## Exercise instructions
Determine how many lines of the material below contain "pavement". Report only that figure.

Data supplied section start

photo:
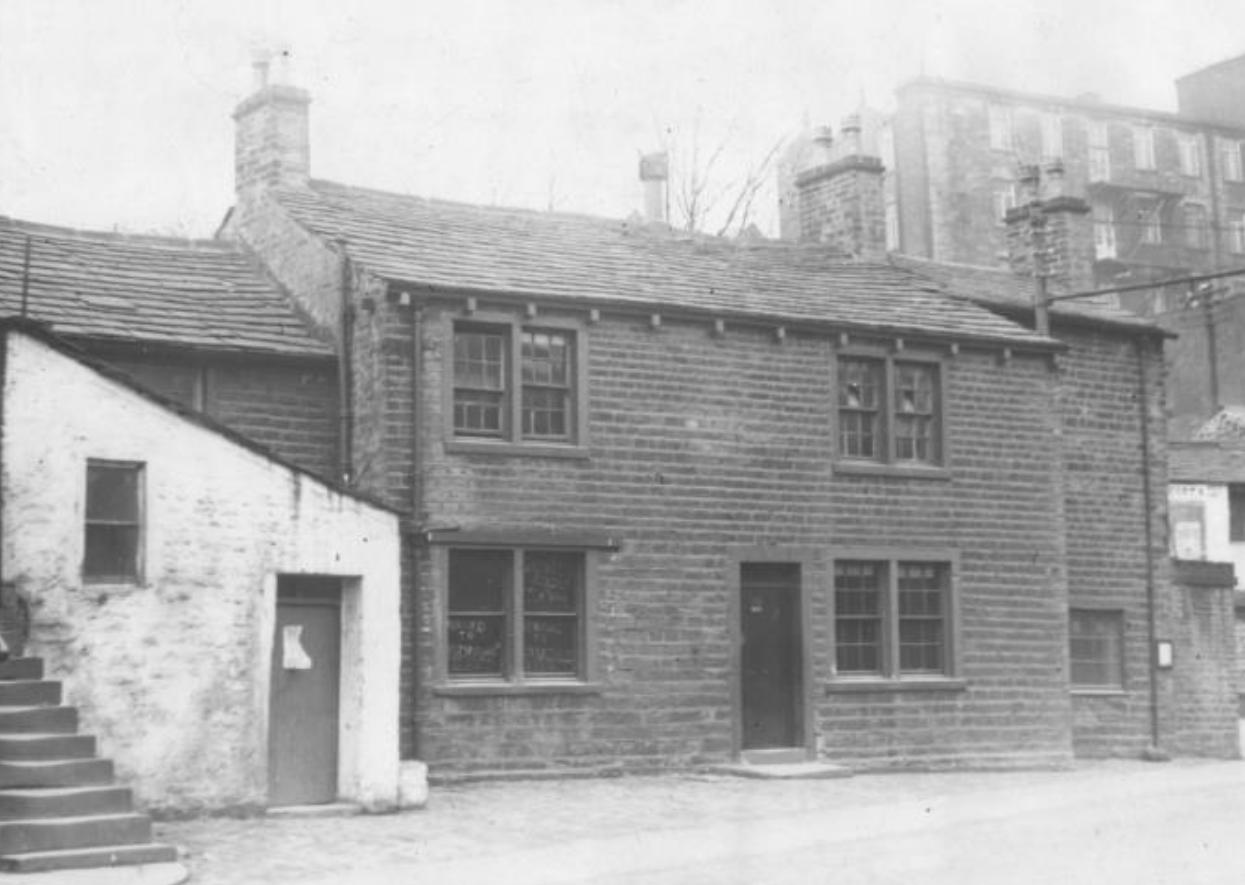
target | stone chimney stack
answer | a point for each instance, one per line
(1051, 233)
(272, 145)
(655, 176)
(840, 199)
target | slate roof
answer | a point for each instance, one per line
(1207, 462)
(443, 245)
(1226, 423)
(1001, 288)
(196, 294)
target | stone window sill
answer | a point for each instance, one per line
(498, 447)
(509, 688)
(867, 685)
(874, 468)
(1098, 692)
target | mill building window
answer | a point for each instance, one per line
(889, 411)
(517, 382)
(1190, 154)
(1143, 147)
(1096, 649)
(112, 550)
(893, 618)
(1230, 159)
(516, 615)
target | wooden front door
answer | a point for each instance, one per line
(303, 707)
(770, 659)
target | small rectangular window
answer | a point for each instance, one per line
(1195, 225)
(1230, 156)
(1143, 147)
(1099, 152)
(892, 618)
(516, 614)
(1096, 649)
(113, 522)
(889, 410)
(1190, 153)
(1052, 136)
(1236, 513)
(1000, 128)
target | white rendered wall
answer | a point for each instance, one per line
(172, 674)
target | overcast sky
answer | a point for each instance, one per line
(116, 113)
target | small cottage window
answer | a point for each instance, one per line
(893, 618)
(1097, 649)
(516, 383)
(516, 615)
(889, 411)
(113, 522)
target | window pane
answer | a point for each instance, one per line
(477, 645)
(915, 412)
(550, 581)
(544, 412)
(921, 625)
(860, 383)
(479, 580)
(858, 616)
(1096, 647)
(478, 412)
(112, 493)
(479, 360)
(547, 357)
(550, 644)
(111, 552)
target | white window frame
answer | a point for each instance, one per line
(1001, 127)
(1103, 230)
(1189, 147)
(1099, 151)
(1052, 136)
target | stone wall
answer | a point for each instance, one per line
(702, 448)
(172, 672)
(1205, 661)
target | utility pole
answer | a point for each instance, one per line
(1204, 296)
(1035, 212)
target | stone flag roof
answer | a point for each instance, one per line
(194, 294)
(1207, 462)
(453, 247)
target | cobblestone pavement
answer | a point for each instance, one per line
(496, 819)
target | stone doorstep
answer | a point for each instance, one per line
(784, 771)
(329, 809)
(163, 873)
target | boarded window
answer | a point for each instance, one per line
(1097, 649)
(1236, 513)
(113, 522)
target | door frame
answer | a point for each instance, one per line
(807, 560)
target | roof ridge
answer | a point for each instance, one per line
(54, 230)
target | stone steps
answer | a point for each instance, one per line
(59, 805)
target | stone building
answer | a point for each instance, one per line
(675, 499)
(1165, 193)
(196, 591)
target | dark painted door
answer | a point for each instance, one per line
(770, 655)
(303, 710)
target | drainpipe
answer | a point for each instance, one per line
(1153, 752)
(346, 371)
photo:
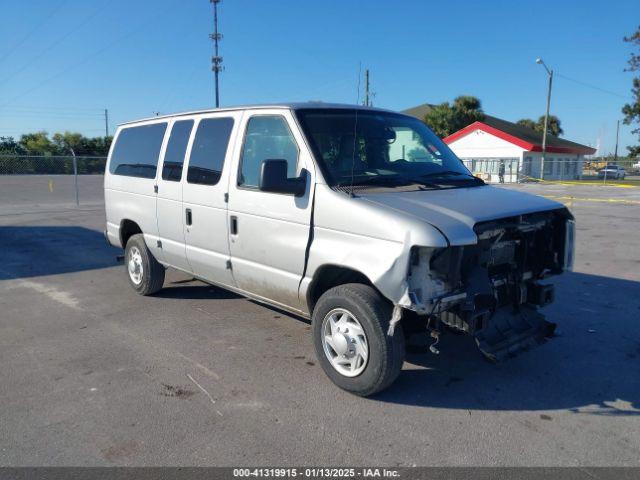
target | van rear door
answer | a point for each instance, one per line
(169, 210)
(204, 197)
(269, 232)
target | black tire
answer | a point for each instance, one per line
(386, 353)
(152, 271)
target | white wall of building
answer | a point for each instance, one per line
(480, 144)
(483, 152)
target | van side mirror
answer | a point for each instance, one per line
(273, 178)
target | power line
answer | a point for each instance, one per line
(54, 44)
(38, 26)
(138, 29)
(216, 60)
(595, 87)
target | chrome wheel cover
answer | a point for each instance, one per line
(344, 342)
(134, 265)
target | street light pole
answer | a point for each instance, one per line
(546, 116)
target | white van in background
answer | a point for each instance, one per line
(361, 219)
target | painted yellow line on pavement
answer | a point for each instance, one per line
(570, 198)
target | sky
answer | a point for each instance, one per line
(62, 62)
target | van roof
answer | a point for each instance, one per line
(291, 106)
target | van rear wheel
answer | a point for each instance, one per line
(145, 273)
(350, 333)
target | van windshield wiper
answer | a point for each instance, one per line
(382, 180)
(453, 173)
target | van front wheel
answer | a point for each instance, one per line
(350, 333)
(145, 274)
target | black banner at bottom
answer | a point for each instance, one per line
(408, 473)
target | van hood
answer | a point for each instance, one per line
(455, 211)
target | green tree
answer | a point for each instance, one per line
(553, 127)
(9, 146)
(38, 144)
(631, 110)
(527, 122)
(446, 118)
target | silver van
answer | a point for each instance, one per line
(360, 219)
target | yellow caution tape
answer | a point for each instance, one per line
(603, 200)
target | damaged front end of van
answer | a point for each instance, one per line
(493, 289)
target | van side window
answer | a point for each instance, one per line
(176, 150)
(208, 151)
(267, 138)
(136, 151)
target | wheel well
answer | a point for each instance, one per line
(128, 228)
(330, 276)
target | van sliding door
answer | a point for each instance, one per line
(204, 203)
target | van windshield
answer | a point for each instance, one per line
(369, 147)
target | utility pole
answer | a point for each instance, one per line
(366, 88)
(216, 60)
(615, 155)
(546, 116)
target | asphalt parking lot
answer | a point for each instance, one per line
(93, 374)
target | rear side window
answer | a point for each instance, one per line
(267, 138)
(176, 150)
(136, 151)
(208, 151)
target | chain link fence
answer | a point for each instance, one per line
(51, 180)
(39, 181)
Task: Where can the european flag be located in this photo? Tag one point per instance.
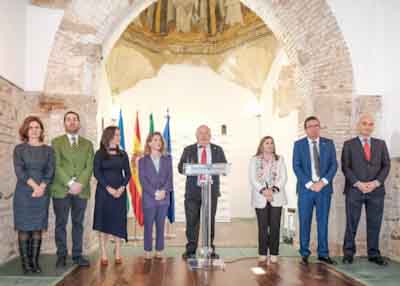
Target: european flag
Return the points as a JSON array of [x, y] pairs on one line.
[[121, 130], [167, 138]]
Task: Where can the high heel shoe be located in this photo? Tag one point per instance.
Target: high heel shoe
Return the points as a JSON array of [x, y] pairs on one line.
[[103, 261]]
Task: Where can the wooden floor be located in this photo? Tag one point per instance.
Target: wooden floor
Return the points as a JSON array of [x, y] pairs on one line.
[[174, 272]]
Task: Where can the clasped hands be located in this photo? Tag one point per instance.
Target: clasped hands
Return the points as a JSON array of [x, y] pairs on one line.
[[268, 194], [38, 190], [160, 195], [367, 187], [317, 186], [116, 193], [75, 188]]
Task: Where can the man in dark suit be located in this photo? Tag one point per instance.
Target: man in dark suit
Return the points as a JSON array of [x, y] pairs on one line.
[[315, 166], [202, 152], [365, 164]]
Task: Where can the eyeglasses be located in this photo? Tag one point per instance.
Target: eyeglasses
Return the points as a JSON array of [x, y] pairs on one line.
[[313, 126]]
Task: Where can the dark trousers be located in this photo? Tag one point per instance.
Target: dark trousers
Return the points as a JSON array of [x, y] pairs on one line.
[[61, 211], [374, 203], [155, 215], [307, 201], [269, 224], [192, 213]]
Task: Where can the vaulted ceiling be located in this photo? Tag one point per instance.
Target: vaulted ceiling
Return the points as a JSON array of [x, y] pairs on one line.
[[195, 26]]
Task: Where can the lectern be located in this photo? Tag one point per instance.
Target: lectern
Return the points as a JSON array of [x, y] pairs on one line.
[[205, 173]]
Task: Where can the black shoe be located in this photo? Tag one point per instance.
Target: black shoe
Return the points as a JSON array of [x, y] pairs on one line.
[[304, 260], [327, 260], [347, 259], [35, 245], [61, 262], [81, 261], [378, 260], [214, 255], [24, 246], [188, 255]]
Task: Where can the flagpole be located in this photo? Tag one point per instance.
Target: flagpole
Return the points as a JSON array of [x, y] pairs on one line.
[[170, 228]]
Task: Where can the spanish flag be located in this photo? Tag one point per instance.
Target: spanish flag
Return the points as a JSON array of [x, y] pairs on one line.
[[134, 185]]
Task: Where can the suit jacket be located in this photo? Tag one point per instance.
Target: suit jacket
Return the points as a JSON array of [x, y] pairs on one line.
[[190, 155], [302, 162], [257, 183], [151, 180], [356, 167], [72, 162]]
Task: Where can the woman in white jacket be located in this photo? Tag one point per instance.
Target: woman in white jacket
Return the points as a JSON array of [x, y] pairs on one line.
[[268, 177]]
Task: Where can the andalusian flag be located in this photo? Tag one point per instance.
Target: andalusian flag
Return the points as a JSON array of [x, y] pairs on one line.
[[151, 129], [122, 145], [167, 138], [134, 185]]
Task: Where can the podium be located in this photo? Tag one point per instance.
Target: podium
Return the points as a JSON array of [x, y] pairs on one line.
[[205, 173]]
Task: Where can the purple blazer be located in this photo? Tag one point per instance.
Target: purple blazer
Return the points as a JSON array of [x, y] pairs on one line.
[[152, 181]]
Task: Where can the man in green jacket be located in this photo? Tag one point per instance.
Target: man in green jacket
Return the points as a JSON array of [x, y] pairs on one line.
[[70, 188]]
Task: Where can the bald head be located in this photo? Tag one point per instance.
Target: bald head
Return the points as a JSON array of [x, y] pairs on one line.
[[366, 125], [203, 134]]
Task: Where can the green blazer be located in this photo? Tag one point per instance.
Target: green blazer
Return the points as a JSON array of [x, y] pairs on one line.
[[72, 162]]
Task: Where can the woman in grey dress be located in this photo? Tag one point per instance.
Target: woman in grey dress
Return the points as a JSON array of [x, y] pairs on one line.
[[34, 168]]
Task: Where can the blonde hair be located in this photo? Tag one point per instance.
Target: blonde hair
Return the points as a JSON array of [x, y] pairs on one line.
[[260, 148], [147, 149]]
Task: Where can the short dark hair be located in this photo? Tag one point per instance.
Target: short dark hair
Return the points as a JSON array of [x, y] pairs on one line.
[[24, 129], [71, 112], [310, 118]]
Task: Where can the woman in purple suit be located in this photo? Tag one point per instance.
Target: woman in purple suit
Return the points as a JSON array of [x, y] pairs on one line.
[[155, 174]]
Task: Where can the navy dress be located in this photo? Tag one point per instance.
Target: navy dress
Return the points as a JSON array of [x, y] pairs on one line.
[[110, 214], [37, 163]]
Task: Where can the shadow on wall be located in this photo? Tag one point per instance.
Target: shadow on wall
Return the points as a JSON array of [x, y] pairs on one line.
[[395, 145]]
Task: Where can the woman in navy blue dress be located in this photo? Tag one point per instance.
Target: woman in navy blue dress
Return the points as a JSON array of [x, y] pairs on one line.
[[112, 171], [34, 167]]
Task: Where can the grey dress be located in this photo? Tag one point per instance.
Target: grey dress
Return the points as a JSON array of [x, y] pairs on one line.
[[37, 163]]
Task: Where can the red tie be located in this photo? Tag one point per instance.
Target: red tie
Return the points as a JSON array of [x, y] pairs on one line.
[[203, 159], [367, 150]]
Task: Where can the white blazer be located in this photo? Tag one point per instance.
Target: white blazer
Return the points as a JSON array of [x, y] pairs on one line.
[[257, 199]]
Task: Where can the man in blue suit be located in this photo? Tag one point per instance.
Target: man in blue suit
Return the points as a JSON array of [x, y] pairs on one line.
[[315, 166]]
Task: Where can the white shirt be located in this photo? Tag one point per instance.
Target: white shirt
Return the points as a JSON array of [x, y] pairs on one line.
[[70, 136], [315, 177], [208, 152], [209, 158], [257, 183]]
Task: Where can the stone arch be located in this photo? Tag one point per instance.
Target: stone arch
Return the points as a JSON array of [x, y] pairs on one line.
[[307, 30]]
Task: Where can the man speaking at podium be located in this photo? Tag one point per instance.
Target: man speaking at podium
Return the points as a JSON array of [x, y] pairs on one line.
[[202, 152]]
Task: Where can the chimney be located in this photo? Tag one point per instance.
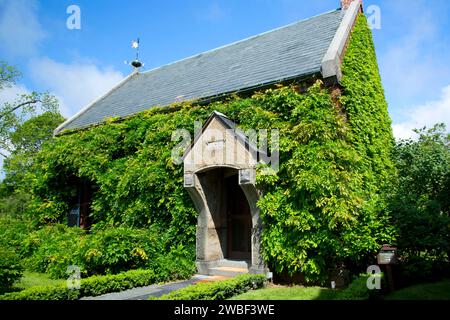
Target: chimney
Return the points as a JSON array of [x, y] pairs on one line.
[[345, 4]]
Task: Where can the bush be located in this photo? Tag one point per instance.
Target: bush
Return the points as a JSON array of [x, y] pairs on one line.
[[357, 290], [416, 269], [13, 231], [10, 268], [107, 251], [52, 249], [93, 286], [219, 290], [113, 250]]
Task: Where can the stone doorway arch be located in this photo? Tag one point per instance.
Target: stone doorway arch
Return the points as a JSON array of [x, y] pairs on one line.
[[211, 174]]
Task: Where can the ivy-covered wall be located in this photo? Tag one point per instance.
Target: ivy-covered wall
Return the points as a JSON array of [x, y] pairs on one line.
[[323, 209]]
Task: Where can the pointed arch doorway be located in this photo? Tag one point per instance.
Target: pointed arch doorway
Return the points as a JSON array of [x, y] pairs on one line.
[[219, 174]]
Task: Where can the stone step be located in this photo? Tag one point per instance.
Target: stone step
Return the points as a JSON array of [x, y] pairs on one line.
[[227, 271], [233, 263]]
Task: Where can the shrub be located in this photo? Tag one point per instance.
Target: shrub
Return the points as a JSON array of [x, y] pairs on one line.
[[13, 231], [357, 290], [52, 249], [10, 268], [92, 286], [219, 290], [113, 250], [105, 251]]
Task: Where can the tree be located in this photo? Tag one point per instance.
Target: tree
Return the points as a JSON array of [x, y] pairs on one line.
[[421, 195], [15, 113], [26, 140], [22, 133]]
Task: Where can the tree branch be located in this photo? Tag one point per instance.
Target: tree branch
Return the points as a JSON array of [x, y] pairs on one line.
[[20, 105]]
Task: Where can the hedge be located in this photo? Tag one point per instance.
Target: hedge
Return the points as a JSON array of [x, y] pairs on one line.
[[357, 290], [93, 286], [219, 290]]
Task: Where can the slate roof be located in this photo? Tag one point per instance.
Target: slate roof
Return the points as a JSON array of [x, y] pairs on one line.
[[289, 52]]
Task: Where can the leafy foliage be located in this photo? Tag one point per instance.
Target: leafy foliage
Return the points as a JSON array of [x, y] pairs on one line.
[[218, 290], [52, 249], [93, 286], [420, 204], [10, 268]]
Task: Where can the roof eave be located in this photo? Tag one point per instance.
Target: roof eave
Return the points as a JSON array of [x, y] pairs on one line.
[[63, 125], [332, 61]]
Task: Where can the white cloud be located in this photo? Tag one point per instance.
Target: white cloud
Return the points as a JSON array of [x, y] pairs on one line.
[[20, 30], [426, 114], [213, 13], [76, 84], [10, 94]]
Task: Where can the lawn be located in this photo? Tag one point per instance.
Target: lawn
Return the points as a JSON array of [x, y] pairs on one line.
[[288, 293], [429, 291], [34, 279]]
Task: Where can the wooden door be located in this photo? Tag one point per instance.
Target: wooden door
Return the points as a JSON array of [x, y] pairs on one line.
[[239, 222]]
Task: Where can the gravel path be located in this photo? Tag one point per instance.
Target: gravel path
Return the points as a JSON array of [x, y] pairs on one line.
[[143, 293]]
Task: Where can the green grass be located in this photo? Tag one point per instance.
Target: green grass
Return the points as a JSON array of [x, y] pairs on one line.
[[429, 291], [34, 279], [288, 293]]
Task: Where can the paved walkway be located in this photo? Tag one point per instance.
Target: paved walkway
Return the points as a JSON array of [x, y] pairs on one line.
[[143, 293]]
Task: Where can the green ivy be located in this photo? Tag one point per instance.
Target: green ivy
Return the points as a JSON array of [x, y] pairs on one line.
[[325, 208]]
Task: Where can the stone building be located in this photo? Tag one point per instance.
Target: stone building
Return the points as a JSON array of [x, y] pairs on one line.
[[219, 172]]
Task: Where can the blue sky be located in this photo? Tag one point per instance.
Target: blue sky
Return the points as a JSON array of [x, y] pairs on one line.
[[412, 45]]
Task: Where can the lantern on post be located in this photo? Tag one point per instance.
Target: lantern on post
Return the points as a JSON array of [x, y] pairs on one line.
[[387, 257]]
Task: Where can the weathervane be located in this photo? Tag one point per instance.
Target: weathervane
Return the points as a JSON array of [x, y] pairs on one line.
[[136, 63]]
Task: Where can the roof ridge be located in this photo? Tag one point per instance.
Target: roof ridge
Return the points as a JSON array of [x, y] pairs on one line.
[[239, 41]]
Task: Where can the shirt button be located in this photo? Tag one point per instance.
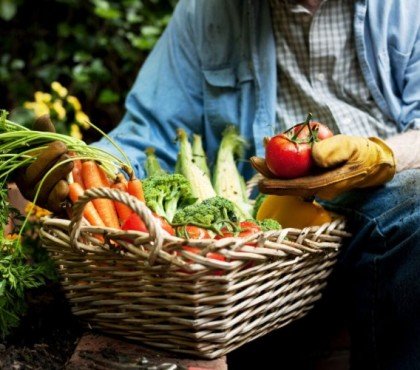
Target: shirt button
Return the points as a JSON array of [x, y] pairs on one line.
[[320, 77]]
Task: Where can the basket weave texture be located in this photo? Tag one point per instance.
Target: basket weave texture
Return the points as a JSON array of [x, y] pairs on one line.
[[146, 287]]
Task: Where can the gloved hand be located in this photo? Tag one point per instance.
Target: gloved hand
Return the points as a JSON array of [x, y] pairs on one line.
[[345, 162], [55, 188]]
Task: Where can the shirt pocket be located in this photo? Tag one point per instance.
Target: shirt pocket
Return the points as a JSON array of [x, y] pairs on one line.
[[227, 95], [394, 64]]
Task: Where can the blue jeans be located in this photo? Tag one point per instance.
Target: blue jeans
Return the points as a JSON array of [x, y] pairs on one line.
[[380, 270]]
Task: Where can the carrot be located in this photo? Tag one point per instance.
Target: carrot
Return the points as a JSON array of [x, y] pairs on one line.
[[135, 188], [105, 207], [77, 172], [123, 211], [104, 177], [90, 213]]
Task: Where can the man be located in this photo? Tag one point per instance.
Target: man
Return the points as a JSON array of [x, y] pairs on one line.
[[263, 66]]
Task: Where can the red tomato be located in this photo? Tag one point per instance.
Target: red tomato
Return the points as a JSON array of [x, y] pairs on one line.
[[164, 224], [193, 232], [288, 159], [134, 222], [247, 228], [321, 131]]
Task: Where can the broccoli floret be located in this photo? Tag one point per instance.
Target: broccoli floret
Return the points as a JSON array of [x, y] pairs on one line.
[[269, 224], [167, 193], [213, 213]]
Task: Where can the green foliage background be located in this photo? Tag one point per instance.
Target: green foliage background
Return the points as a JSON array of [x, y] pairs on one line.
[[93, 47]]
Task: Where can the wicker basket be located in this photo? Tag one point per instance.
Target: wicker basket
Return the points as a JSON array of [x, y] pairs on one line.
[[145, 287]]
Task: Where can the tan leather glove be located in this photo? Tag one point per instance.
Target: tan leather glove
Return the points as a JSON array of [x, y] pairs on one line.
[[55, 188], [344, 162]]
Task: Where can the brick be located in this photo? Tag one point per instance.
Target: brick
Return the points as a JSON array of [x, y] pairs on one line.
[[95, 351]]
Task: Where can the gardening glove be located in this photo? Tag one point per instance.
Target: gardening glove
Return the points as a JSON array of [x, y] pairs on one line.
[[344, 163], [54, 189]]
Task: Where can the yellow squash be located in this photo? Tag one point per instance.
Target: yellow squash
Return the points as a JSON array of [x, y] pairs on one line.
[[293, 211]]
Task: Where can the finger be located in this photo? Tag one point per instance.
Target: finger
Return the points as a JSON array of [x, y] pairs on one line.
[[335, 150], [44, 123], [59, 173], [44, 162], [58, 196]]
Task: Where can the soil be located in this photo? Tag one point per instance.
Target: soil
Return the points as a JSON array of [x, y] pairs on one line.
[[47, 335]]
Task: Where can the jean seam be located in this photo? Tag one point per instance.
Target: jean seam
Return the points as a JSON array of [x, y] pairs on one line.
[[375, 298]]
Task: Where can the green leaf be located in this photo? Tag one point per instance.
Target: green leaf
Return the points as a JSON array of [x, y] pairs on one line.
[[108, 96], [8, 9]]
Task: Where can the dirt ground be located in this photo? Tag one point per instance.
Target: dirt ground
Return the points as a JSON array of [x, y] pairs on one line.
[[47, 335]]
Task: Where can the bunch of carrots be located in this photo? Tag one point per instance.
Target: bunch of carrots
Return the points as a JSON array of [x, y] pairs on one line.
[[101, 212]]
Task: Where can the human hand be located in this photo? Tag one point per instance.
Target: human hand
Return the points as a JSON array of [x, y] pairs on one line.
[[344, 163], [54, 189]]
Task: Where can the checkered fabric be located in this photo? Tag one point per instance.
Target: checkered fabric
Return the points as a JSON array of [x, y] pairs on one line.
[[318, 70]]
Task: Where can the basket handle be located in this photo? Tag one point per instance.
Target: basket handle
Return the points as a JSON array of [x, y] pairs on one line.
[[154, 228]]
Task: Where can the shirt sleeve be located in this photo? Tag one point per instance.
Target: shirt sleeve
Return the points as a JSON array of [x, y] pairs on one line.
[[166, 95], [410, 113]]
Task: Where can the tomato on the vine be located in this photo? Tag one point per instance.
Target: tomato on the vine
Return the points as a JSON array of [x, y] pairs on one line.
[[288, 159], [320, 131], [289, 155]]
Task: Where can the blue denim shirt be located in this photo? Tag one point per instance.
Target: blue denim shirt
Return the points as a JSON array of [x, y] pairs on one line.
[[215, 65]]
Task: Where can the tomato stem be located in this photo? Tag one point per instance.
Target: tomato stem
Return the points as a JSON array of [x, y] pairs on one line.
[[306, 123]]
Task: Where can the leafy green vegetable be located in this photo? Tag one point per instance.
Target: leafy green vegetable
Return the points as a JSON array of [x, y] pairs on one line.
[[257, 204], [167, 193], [269, 224], [23, 265], [212, 213]]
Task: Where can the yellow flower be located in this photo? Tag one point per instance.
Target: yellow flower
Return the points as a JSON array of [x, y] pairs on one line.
[[39, 108], [41, 97], [75, 131], [74, 102], [59, 89], [59, 109], [82, 119], [12, 236]]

Data supplied section end

## Exercise response
2